**GOAL:** Output the lines that follow exactly as they are.

[Dataset excerpts on object pointing]

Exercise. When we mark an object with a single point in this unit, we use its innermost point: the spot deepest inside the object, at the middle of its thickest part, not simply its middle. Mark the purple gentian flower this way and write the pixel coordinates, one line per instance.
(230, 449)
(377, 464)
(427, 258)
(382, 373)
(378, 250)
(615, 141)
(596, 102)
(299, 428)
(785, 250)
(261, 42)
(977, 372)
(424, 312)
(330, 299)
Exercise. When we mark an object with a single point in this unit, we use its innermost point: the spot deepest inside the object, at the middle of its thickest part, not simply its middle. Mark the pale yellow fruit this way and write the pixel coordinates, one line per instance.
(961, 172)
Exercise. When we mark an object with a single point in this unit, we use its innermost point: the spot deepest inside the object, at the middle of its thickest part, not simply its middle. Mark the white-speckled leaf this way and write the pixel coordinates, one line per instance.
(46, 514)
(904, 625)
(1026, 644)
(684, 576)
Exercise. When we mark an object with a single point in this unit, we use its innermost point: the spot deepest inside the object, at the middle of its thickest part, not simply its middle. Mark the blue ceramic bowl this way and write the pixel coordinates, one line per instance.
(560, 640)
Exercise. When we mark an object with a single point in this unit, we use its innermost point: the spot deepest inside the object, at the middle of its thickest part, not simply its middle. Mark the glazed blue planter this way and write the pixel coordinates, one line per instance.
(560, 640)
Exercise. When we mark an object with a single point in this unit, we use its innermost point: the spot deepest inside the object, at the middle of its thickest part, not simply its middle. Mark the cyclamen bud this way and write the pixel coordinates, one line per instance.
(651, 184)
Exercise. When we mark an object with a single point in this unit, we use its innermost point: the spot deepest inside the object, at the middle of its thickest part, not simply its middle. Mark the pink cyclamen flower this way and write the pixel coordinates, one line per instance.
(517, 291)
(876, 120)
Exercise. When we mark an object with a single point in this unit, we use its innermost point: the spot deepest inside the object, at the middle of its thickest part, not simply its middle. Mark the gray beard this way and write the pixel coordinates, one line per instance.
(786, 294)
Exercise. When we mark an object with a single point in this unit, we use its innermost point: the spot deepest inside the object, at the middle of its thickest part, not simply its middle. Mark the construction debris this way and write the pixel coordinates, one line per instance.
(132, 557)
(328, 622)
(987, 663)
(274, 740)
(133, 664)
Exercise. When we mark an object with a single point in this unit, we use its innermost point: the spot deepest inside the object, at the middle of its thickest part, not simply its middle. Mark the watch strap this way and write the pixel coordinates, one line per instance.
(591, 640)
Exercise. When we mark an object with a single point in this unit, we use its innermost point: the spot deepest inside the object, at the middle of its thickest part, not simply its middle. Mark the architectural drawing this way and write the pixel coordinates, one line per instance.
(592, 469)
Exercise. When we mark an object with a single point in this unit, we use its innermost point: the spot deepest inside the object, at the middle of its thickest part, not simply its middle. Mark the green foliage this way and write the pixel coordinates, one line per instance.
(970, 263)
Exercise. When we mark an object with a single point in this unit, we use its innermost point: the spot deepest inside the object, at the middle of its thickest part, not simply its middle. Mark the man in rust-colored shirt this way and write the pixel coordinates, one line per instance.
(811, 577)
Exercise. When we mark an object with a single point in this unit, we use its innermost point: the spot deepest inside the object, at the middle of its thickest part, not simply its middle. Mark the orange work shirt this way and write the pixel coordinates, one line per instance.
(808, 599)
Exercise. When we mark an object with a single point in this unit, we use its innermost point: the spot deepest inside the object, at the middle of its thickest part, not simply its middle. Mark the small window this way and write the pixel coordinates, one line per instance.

**SOLVED PROBLEM:**
Exercise. When we mark an object with a single point in this unit, we use its innermost point: the spot deepest inside the object, at the middle of its thickest part, not simply its middle. Mark the purple gentian flower this way and write the pixel coordinates, one line per instance.
(230, 449)
(377, 464)
(427, 258)
(382, 373)
(378, 250)
(615, 141)
(596, 102)
(299, 428)
(785, 250)
(261, 42)
(977, 372)
(424, 312)
(330, 299)
Exercise. When we mark an object with a single point in this unit, we use its innermost point: the spot deepest inside the object, at the middle of its thickest part, not simply its middle. Mark the pale yellow fruit this way and write the pixel coordinates, one line per instance.
(961, 172)
Exercise. When we mark an object with a single point in this unit, we use its innermost point: the spot deepest inside the object, at the middle of its thickest part, not simply its middle. Mark the white-speckled leaf this way and write the pixel coordinates, one line per instance.
(46, 514)
(904, 625)
(1026, 644)
(684, 576)
Exercise. When we mark an object with a single point in this unit, we use its innermost point: the spot deepest inside the object, at the middle of its thickest part, not simply its middle. Mark the blue ceramic bowl this way and write the pixel coordinates, one line per instance.
(560, 640)
Exercise. When we mark an object with a single point in this unit, we use its innermost point: the spot deepest inside the object, at the middle of its thickest part, not simply its middle. Mark the glazed blue planter this way and write the pixel coordinates, one line per instance.
(560, 640)
Exercise. When we mark an object with a single point in this unit, we use its innermost point: the spot deepest inside the object, at the middle of its thickest part, not simply its middle. Mark the cyclamen bud this way and write the pixel coordinates, one line per instance.
(651, 184)
Exercise. When we mark an object with a single point in this unit, we use its innermost point: the spot deepest inside the object, at the middle of its thickest part, not simply its middle. Mark the pink cyclamen flower this way and write the pixel coordinates, one line per instance.
(517, 291)
(876, 120)
Exercise. When we mark an object with a single point in this unit, we use its innermost point: the spot deepest inside the object, at the middle of its thickest part, not simply its middle. Mark the gray beard this way and write the pixel coordinates, one line per instance.
(786, 294)
Exercise. When we mark an object with a single point in this unit, we use its innermost point: the spot deepest inside the object, at the middle of its thickest part, not simply its middle. Mark the construction debris this way and write the pixel coordinates, one line per instance.
(132, 557)
(328, 622)
(987, 663)
(274, 740)
(133, 664)
Exercise. When we mark an object with a single point in this unit, we use its innermost point: the spot deepest inside the object, at the middle of its thickest part, not simply its middle. Mark the watch strap this way and write the pixel coordinates, one line per instance.
(591, 640)
Exercise. When we mark an object with a single point in this unit, we use its innermost point: the spot deepest inside the object, at the middle of its thickest part, not simply its middle. Mark the architectural drawing this way and write the pixel coordinates, one line per instance.
(592, 469)
Exercise. When we mark an object with a single point in this unit, we use its innermost point: the spot deepest inside the object, at the middle of its thickest part, not simply its middle. Mark the green foliage this way and write the pixel coordinates, one line per instance.
(970, 263)
Exercise. When we mark an object with a single point in this unit, we use its innermost point: the spot deepest inside the object, at the middle of its thickest part, not simply its middle. Mark the man in rust-colored shirt this way and write the pixel coordinates, one line per instance.
(811, 577)
Exercise. When we mark an object with a single point in this unit, we use its innermost point: the spot deepest inside the object, at the middle of its thickest part, not simply its middle. Mark the orange work shirt this way and write the pixel coordinates, one line per instance.
(808, 599)
Exercise. When we mark an object with a single point in this unit, we use its innermost point: the spot deepest inside the object, at the middle of its thickest part, not simply its middle. Mark the small window this way and write the pixel coordinates, one line per instance.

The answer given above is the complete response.